Update the items below by replacing "thickest part" with "widest part" wherever it occurs, keeping all other text unchanged. Leave the pictures out of your answer.

[Start of MATERIALS PROVIDED]

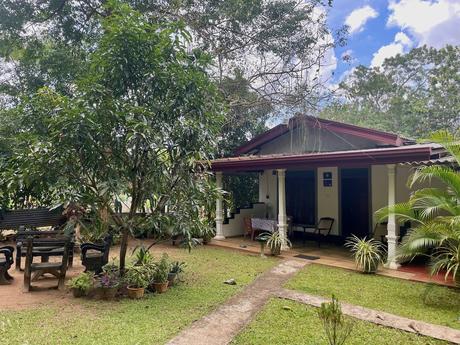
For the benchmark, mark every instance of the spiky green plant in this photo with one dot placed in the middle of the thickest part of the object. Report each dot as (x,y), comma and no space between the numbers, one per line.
(434,213)
(336,327)
(368,253)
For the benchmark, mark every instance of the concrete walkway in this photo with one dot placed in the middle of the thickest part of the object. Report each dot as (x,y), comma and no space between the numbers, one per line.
(379,317)
(222,325)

[End of MATERIALS PROVIDED]

THE RESPONSE =>
For the benchmark, mark every instance of the spiky green plant in this photo with one dot placed in the middle of the widest part of the object. Report each dot as (x,y), comma and no space between the numbers, one per line.
(434,213)
(336,327)
(368,253)
For the benchmark, mark every instance of the concrete walkway in this photo with one dot placed in the middle of the widest part of the object. Report each dot as (x,y), comma and no space between the numbers, one per line.
(379,317)
(222,325)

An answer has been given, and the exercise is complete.